Collected data entries
┏━━

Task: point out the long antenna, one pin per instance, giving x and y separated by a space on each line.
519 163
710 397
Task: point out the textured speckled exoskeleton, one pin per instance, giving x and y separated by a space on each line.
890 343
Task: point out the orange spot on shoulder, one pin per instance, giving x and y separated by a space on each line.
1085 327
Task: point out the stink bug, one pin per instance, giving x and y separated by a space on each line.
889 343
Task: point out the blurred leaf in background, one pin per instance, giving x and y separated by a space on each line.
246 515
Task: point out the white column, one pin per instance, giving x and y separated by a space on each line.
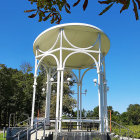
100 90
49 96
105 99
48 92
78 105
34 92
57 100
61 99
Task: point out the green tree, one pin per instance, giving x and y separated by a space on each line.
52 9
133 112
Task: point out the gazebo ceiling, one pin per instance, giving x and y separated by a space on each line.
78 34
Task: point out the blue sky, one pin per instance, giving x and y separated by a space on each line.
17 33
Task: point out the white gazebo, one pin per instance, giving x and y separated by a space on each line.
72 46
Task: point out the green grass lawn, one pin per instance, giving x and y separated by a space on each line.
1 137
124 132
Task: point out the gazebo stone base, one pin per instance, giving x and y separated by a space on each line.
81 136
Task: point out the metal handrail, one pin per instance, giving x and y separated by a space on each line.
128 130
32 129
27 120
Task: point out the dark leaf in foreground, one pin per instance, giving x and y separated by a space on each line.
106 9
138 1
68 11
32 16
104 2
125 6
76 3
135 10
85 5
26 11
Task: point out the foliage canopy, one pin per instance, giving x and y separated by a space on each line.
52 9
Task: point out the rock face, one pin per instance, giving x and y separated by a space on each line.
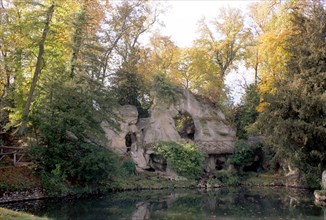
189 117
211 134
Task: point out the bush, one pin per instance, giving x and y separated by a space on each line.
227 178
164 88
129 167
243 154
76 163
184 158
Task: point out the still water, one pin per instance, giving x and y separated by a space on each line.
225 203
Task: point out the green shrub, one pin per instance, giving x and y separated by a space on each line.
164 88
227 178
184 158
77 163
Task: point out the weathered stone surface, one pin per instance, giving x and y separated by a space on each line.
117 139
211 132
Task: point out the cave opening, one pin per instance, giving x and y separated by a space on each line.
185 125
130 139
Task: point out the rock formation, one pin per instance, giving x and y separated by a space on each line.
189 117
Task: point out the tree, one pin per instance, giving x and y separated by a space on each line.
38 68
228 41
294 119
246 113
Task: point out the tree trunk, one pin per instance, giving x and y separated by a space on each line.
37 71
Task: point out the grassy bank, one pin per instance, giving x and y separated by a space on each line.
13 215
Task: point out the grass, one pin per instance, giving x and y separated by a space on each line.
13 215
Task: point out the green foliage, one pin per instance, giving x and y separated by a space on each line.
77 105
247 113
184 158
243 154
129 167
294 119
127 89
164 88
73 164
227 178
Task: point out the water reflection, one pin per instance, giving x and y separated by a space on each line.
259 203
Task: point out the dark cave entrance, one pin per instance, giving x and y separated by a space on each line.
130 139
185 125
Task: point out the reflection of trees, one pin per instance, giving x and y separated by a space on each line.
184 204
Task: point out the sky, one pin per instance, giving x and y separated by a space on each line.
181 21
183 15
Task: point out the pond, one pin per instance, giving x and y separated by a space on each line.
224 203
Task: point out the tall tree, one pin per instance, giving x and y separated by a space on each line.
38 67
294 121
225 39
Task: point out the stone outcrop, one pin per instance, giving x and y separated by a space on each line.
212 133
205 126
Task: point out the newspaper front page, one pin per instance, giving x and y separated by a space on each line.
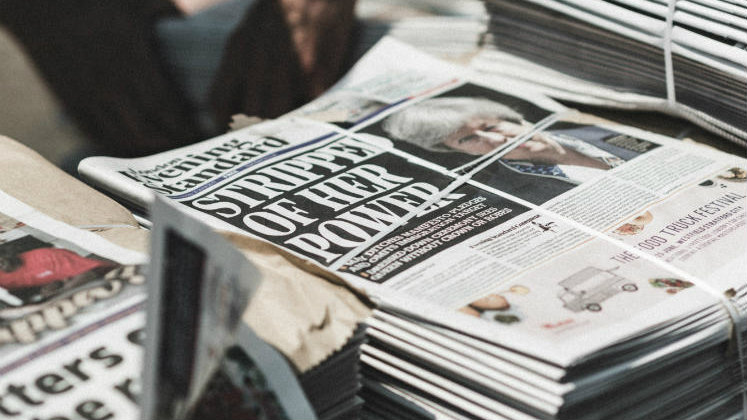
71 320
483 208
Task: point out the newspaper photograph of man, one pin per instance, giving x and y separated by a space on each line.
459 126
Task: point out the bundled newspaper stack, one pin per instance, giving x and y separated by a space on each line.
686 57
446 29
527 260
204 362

┗━━
┏━━

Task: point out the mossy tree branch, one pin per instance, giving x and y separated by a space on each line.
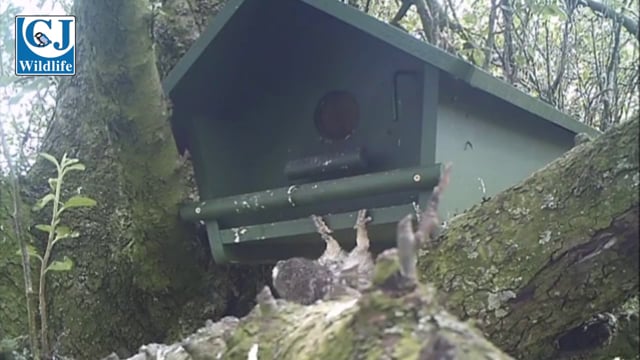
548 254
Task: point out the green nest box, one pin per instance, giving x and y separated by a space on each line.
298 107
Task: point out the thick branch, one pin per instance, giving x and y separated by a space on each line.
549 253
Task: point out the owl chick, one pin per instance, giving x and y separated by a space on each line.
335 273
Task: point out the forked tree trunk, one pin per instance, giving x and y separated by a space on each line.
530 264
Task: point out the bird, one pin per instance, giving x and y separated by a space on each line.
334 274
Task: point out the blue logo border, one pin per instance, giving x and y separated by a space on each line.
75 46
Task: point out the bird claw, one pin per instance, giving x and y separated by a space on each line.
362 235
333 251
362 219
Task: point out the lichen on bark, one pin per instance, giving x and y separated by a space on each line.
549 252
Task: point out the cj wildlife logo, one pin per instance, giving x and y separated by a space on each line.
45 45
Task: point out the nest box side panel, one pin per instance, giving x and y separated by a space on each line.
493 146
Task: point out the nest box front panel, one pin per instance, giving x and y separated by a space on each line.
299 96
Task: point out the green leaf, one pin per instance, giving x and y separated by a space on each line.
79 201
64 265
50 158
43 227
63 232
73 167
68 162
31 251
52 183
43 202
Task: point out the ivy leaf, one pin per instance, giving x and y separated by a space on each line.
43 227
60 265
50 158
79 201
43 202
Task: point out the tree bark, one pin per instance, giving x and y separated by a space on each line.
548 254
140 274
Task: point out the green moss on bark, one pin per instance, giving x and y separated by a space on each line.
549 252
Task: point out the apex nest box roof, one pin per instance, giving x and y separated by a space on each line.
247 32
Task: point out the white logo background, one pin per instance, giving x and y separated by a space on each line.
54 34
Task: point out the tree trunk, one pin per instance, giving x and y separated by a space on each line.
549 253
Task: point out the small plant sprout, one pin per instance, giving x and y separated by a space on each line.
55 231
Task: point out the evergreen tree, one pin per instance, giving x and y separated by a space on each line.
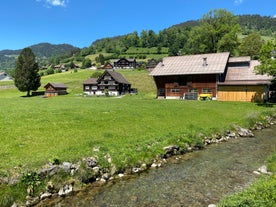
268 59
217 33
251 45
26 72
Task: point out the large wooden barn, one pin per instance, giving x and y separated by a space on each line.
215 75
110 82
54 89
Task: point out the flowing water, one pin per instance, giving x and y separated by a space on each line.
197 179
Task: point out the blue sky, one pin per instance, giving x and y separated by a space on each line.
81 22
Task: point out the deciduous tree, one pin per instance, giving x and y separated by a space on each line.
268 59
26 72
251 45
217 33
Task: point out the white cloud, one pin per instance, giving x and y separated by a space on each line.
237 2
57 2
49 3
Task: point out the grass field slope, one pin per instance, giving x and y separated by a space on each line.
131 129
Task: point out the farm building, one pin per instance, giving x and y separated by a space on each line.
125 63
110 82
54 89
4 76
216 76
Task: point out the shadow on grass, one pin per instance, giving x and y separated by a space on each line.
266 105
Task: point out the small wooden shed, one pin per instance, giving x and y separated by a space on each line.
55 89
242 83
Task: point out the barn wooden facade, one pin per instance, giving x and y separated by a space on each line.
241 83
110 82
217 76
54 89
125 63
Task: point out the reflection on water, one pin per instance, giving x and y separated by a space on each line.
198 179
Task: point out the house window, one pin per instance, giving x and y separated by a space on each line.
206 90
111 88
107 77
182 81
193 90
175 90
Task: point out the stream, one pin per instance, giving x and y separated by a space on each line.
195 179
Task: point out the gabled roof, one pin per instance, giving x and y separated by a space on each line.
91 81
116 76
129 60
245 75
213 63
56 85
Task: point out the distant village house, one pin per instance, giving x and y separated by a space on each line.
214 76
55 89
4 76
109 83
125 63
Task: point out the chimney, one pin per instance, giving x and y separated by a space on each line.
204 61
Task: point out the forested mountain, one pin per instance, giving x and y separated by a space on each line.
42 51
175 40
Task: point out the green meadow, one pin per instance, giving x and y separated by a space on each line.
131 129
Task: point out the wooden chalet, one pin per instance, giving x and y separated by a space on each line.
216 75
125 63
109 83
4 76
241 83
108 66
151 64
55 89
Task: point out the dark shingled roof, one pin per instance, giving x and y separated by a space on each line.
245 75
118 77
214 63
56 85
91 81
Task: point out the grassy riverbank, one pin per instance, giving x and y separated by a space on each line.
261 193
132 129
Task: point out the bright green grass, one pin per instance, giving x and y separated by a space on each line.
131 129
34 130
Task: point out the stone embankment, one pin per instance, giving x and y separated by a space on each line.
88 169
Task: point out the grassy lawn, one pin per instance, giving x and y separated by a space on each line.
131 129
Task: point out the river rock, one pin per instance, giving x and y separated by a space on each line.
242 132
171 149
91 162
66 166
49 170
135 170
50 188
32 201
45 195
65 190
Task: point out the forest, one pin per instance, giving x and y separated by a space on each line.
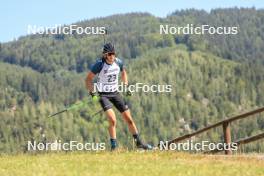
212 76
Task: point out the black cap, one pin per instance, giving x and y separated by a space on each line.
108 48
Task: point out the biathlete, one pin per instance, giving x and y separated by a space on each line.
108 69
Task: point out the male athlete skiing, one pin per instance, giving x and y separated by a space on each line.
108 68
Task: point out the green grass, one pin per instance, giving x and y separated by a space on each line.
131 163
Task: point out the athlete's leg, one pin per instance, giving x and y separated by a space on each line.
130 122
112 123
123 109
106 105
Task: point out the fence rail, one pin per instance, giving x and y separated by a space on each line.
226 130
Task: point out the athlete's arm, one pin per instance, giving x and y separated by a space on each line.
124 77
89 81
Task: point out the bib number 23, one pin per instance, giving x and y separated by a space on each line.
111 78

┗━━

What you should do. Report every line in the listing that contains the word "gazebo", copying each such line in full.

Exercise response.
Task: point out the gazebo ceiling, one pin per instance, giving x and y separated by a space on each line.
Task: point out the white gazebo, one pin per instance, giving x and y separated by a space on each line.
Task: point out the gazebo stone base, one pin per instance, giving x and y separated by a space on each line.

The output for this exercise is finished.